Available records:
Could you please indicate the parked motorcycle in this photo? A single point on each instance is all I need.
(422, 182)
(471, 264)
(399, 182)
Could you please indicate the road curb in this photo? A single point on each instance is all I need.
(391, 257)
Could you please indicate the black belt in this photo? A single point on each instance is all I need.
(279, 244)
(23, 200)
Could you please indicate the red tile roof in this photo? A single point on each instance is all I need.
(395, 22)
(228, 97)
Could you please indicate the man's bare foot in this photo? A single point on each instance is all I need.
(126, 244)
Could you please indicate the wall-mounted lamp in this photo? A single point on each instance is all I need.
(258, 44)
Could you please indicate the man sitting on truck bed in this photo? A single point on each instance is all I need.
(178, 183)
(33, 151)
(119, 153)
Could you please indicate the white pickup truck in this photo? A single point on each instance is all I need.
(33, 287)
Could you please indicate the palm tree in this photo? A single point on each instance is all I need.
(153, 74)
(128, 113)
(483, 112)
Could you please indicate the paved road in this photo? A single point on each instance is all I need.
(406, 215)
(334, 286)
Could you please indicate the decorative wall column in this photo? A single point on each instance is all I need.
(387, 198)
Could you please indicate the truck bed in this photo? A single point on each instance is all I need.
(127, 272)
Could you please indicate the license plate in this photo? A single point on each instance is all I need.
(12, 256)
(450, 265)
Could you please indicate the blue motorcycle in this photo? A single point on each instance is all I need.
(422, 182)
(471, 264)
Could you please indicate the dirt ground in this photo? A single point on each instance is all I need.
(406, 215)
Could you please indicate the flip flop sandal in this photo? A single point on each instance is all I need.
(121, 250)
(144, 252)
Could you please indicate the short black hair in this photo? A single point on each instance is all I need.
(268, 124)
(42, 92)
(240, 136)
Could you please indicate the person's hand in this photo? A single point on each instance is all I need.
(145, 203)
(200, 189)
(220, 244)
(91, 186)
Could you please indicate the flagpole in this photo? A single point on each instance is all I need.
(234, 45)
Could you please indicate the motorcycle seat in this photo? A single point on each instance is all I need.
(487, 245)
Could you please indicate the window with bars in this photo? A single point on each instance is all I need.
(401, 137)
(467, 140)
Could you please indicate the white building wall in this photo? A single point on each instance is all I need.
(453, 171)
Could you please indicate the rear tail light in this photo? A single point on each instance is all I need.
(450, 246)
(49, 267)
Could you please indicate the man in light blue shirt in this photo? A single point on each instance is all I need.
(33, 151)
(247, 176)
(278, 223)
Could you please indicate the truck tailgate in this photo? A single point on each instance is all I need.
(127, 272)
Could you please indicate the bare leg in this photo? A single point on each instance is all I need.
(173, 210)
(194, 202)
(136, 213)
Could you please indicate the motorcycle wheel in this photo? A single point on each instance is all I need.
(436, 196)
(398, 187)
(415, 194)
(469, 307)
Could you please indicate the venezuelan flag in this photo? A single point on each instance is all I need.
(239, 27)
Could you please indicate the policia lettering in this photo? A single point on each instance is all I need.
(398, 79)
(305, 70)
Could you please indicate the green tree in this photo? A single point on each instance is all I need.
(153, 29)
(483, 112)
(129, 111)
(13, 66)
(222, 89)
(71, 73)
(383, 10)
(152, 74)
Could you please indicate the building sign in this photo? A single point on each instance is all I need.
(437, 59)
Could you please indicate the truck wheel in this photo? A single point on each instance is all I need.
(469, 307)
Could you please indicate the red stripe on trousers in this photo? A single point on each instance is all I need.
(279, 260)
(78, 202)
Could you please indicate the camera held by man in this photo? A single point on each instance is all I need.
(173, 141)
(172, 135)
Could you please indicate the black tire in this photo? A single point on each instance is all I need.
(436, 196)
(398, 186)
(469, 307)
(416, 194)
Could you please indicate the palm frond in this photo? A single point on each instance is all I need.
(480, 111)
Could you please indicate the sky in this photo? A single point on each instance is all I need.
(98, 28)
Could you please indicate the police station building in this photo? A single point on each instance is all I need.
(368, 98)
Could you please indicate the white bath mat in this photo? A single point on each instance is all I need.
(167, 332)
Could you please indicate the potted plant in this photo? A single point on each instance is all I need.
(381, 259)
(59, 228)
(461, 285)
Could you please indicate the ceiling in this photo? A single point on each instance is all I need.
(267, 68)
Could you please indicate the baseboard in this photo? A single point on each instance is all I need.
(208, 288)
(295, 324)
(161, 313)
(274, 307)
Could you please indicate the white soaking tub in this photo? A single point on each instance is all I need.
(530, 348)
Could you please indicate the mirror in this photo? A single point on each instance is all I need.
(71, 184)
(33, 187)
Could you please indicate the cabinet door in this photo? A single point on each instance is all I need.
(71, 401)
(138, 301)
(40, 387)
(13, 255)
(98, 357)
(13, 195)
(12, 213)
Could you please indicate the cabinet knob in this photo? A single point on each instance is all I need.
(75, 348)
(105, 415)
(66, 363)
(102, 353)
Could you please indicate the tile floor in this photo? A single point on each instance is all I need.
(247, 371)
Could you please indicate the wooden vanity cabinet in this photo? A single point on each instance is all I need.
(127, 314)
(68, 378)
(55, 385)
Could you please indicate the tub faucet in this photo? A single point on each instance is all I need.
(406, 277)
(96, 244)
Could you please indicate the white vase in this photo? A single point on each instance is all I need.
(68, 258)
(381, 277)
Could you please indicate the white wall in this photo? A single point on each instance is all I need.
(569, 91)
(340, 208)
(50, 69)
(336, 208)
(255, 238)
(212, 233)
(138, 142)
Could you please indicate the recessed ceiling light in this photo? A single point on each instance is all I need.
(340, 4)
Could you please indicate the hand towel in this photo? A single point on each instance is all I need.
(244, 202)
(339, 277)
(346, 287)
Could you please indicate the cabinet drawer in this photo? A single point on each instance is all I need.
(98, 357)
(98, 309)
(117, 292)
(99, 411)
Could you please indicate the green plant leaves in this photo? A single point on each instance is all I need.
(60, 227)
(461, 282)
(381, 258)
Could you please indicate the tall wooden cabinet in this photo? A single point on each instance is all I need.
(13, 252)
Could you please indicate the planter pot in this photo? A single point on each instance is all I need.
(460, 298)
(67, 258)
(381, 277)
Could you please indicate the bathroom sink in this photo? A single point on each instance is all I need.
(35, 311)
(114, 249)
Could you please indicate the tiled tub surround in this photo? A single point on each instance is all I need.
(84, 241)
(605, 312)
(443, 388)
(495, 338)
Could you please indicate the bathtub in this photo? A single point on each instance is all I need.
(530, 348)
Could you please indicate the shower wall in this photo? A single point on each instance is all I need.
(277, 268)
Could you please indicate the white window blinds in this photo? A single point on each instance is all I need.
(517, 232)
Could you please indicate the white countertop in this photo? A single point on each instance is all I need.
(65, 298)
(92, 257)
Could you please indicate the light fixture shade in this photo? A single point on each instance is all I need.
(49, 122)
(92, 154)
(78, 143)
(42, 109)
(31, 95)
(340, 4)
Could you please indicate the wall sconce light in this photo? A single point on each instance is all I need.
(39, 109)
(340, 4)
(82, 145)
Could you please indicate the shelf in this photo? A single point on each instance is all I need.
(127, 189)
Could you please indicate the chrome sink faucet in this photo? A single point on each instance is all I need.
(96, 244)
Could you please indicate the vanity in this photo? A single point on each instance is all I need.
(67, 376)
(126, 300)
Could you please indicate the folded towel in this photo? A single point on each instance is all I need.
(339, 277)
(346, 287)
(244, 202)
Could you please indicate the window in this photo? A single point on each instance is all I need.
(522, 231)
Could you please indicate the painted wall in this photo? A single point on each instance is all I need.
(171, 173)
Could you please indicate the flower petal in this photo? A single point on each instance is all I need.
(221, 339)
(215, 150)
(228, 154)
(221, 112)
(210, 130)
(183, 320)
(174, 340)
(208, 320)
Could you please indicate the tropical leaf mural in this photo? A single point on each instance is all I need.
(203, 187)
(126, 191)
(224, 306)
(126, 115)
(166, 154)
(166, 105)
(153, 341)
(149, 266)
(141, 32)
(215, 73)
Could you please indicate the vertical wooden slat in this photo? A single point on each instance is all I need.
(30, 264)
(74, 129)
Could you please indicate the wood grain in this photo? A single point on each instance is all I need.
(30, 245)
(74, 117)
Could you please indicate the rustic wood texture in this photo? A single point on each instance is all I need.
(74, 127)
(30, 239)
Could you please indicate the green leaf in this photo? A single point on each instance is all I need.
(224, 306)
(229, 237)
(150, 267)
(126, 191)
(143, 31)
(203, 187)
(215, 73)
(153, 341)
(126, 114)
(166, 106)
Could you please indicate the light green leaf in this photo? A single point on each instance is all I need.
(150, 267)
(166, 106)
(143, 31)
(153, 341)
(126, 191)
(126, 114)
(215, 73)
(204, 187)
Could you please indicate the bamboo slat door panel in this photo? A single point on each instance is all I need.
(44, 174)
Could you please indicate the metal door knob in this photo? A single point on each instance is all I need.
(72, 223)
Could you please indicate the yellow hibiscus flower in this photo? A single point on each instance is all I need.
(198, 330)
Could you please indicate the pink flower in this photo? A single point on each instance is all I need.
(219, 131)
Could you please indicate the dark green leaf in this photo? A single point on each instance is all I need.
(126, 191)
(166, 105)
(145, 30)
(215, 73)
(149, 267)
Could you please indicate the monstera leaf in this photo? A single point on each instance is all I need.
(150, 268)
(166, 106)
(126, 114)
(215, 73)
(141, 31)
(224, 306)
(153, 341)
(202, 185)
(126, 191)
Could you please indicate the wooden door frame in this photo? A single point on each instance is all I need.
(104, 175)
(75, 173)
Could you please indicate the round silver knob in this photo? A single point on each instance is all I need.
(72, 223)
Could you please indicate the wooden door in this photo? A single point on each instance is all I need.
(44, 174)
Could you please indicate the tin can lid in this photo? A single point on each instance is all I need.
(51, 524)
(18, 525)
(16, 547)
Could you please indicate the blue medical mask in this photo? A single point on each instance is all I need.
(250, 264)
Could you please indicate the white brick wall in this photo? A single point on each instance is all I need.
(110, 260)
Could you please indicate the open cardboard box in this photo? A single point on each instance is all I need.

Written task: Rewrite the lines from the one that contains "Could you please indicate the white brick" through the end of the rows, swapping "cardboard" for "plastic" and leaving everything else as it is.

Finished exercise:
Could you please indicate the white brick wall in this photo? A single point on each instance is all I need.
(110, 260)
Could you please indicate the open plastic box in this photo? A single point on each instance is all I need.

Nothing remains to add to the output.